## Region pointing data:
_ _ _
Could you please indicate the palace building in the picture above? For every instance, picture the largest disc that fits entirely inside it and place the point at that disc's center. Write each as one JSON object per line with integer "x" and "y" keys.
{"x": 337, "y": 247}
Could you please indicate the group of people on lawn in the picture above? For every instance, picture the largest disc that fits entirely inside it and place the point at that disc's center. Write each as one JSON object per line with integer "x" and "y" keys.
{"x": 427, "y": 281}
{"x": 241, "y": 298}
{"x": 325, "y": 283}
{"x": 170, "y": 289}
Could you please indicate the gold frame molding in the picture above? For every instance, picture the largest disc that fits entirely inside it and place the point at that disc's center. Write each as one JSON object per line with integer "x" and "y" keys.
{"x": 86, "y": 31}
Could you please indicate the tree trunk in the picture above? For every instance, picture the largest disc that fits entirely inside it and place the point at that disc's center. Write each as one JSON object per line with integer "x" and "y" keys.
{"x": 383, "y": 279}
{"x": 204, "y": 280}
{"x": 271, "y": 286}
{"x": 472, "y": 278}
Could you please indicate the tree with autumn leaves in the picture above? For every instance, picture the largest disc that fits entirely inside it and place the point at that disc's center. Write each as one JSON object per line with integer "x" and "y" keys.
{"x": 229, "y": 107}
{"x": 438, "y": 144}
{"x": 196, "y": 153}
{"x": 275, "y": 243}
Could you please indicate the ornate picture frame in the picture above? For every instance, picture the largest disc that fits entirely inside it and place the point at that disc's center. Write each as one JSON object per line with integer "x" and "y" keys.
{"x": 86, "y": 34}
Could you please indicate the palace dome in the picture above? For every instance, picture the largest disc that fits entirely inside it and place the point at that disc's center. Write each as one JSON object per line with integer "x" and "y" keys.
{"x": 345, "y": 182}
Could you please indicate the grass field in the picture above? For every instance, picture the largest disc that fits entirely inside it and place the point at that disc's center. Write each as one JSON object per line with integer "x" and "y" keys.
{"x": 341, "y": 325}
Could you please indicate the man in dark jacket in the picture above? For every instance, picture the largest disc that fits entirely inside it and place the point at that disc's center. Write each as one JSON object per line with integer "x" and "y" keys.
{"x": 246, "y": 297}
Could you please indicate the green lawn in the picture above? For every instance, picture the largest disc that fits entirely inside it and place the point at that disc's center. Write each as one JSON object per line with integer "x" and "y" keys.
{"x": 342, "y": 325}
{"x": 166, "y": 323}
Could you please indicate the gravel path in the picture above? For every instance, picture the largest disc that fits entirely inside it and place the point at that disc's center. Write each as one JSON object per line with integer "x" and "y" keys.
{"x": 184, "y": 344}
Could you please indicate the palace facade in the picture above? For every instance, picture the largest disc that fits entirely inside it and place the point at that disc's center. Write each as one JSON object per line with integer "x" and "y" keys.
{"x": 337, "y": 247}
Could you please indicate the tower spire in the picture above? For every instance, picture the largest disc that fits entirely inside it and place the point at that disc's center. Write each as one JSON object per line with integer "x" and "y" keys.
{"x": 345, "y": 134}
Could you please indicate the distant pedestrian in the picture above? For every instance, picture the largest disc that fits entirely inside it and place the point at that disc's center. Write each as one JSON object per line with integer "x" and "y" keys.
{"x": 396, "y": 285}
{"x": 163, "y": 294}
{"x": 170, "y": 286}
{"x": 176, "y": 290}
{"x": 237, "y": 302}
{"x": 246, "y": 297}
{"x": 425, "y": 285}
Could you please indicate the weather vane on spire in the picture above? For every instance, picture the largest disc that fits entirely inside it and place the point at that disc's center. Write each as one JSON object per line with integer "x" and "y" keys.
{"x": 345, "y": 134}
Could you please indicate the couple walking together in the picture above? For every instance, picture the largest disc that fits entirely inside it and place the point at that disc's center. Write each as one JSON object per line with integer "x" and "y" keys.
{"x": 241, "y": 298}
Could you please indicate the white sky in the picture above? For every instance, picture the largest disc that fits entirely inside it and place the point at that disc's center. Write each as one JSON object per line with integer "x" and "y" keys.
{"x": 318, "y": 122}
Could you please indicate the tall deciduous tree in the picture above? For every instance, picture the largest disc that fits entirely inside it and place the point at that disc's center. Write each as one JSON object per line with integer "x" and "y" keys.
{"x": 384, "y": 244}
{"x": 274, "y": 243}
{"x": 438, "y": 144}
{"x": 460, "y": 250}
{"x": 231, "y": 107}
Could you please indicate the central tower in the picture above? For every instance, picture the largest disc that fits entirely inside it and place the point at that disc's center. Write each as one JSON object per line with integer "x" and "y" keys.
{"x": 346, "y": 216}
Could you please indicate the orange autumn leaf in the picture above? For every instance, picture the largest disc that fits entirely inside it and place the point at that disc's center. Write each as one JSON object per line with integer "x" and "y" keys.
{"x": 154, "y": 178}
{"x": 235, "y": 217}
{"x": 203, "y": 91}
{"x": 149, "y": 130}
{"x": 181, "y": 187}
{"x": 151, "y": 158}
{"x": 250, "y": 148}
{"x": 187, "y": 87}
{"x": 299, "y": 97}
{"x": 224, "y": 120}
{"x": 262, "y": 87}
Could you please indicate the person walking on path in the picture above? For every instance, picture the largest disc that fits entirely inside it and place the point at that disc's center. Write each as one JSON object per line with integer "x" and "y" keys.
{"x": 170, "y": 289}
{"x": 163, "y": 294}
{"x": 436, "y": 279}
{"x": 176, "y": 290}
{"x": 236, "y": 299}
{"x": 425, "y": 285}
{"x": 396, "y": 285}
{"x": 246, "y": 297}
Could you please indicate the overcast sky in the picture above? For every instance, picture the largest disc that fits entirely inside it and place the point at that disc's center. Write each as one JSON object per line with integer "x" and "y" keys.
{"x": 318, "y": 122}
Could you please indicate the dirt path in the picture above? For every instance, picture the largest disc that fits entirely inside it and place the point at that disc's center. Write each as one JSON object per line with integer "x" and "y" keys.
_ _ _
## TASK BRIEF:
Write each line above out exactly.

## RESULT OF THIS EXERCISE:
Could you please indicate the palace building in the picture above? For every instance, picture the largest disc that fits entirely inside it and place the point at that disc's center. Write each as one JSON object per line with integer "x" and "y" keys.
{"x": 337, "y": 247}
Could you please indicate the group of people on lawn in the picture above? For every instance, picture the largest disc that fits entirely inside it and place the point at that disc's center. Write each as one JSON object per line with integer "x" and "y" keys.
{"x": 427, "y": 281}
{"x": 241, "y": 298}
{"x": 325, "y": 283}
{"x": 170, "y": 289}
Could you please indicate the gold frame molding in the picture above? For every instance, picture the largest disc that fits entirely inside it and place the point at that disc's center. Write each as one JSON object per line with integer "x" and "y" keys.
{"x": 86, "y": 31}
Could you please indicate the tree trunk in the picture above? For every instance, picture the largest disc that fits entirely inside it and place the point at that disc's center. Write each as one JSON object per line with integer "x" and "y" keys.
{"x": 383, "y": 279}
{"x": 204, "y": 280}
{"x": 271, "y": 286}
{"x": 472, "y": 278}
Could you please indicate the tree with autumn leaves in the picture above? For every instance, picture the largest disc that fits entirely inside it and place the point at that disc's center. Write each as one JSON object per line with integer "x" and "y" keys.
{"x": 229, "y": 107}
{"x": 438, "y": 144}
{"x": 196, "y": 153}
{"x": 275, "y": 243}
Could you please indicate the ornate picture frame in the picture above? For every instance, picture the largest disc that fits entirely inside it and place the point at that disc's center. Write each as one JSON object per line with integer "x" and "y" keys.
{"x": 86, "y": 34}
Could you please indicate the palace dome in the picture above? For every instance, picture the largest disc that fits entirely inside it and place the point at that disc's center. Write each as one JSON object per line with integer "x" and "y" keys.
{"x": 345, "y": 182}
Could you please indicate the grass field in the picture above? For every instance, picture the largest disc that fits entirely inside it and place the point at that disc's center. Write each as one JSON object per line with integer "x" and "y" keys.
{"x": 341, "y": 325}
Could you please indicate the man in dark jacket in the picture above? For every instance, picture the largest disc that fits entirely inside it and place the point at that disc's center. Write each as one JSON object per line with integer "x" and "y" keys.
{"x": 246, "y": 297}
Could you please indicate the green lawn in the picture above? For every instance, picture the largest disc that fits entirely inside it and place the point at that disc's center. Write each as one JSON object per line with integer "x" and "y" keys.
{"x": 342, "y": 325}
{"x": 166, "y": 323}
Could you please indicate the gravel path in the picture above? For every instance, picture the largest disc that fits entirely inside it and place the point at that disc's center. Write each as one JSON object per line with integer "x" and "y" keys.
{"x": 184, "y": 344}
Could you please indicate the palace facade in the picture above? For every instance, picture the largest disc that fits entirely inside it and place the point at that disc's center. Write each as one JSON object per line with integer "x" and "y" keys.
{"x": 337, "y": 247}
Could you please indicate the tower spire in the picture above? For every instance, picture the largest disc that fits entirely inside it and place the point at that disc's center. Write each as one JSON object per line with integer "x" and "y" keys.
{"x": 345, "y": 134}
Could you please indicate the distant pedestrian in the picture above? For every instance, picture the largest disc that fits entirely inside it and place the point at that disc's center. Write each as one JSON object per line with integer "x" and "y" keys.
{"x": 396, "y": 285}
{"x": 163, "y": 294}
{"x": 170, "y": 286}
{"x": 176, "y": 290}
{"x": 237, "y": 302}
{"x": 246, "y": 297}
{"x": 425, "y": 285}
Could you please indicate the weather vane on spire in the picture above? For every instance, picture the largest disc that fits entirely inside it and place the point at that disc's center. Write each as one JSON object per line with integer "x" and "y" keys.
{"x": 345, "y": 134}
Could you please indicate the couple walking together in the picture above? For every instance, picture the largest disc that fits entirely inside it and place the point at that disc's center. Write each as one JSON object per line with integer "x" and "y" keys.
{"x": 241, "y": 298}
Could you please indicate the white sky in the picture above? For every instance, picture the largest disc that fits entirely inside it and place the point at that disc's center. Write each as one JSON object per line with integer "x" and "y" keys.
{"x": 318, "y": 122}
Could you please indicate the tall deciduous tree in the picture above? For every instance, picture the largest disc that fits entirely inside it and place the point at that disc's center. Write each as one JSON object per line with integer "x" and "y" keys.
{"x": 384, "y": 244}
{"x": 274, "y": 243}
{"x": 438, "y": 144}
{"x": 460, "y": 250}
{"x": 231, "y": 107}
Could you please indicate the central tower in the picture above? For every instance, picture the largest disc that fits entirely inside it and place the point at that disc's center. Write each as one JSON object per line with integer "x" and "y" keys.
{"x": 346, "y": 216}
Could you please indicate the orange autumn leaf in the picture above? For every instance, picture the largest disc that fits entirely inside it and place the point at that disc's center. Write each as one JSON object per line with integer "x" and "y" keys.
{"x": 154, "y": 178}
{"x": 235, "y": 217}
{"x": 203, "y": 91}
{"x": 149, "y": 130}
{"x": 181, "y": 187}
{"x": 151, "y": 158}
{"x": 250, "y": 148}
{"x": 187, "y": 87}
{"x": 299, "y": 97}
{"x": 224, "y": 120}
{"x": 262, "y": 87}
Could you please indicate the person walking on path in the picture above? For every instance, picture the largest disc that fits entirely inside it and place the point at that disc's center. Write each as one JSON object per line with integer "x" and "y" keys.
{"x": 170, "y": 289}
{"x": 163, "y": 294}
{"x": 436, "y": 279}
{"x": 176, "y": 290}
{"x": 236, "y": 299}
{"x": 425, "y": 285}
{"x": 396, "y": 285}
{"x": 246, "y": 297}
Could you please indicate the overcast sky in the picture above? For every instance, picture the largest disc that fits entirely inside it and place the point at that disc's center. Write each as one JSON object per line with integer "x" and "y" keys.
{"x": 318, "y": 122}
Could you please indicate the dirt path in the picture above? For every instance, picture the largest disc that fits entirely inside it and place the point at that disc's center. Write each as one JSON object per line with integer "x" and "y" keys.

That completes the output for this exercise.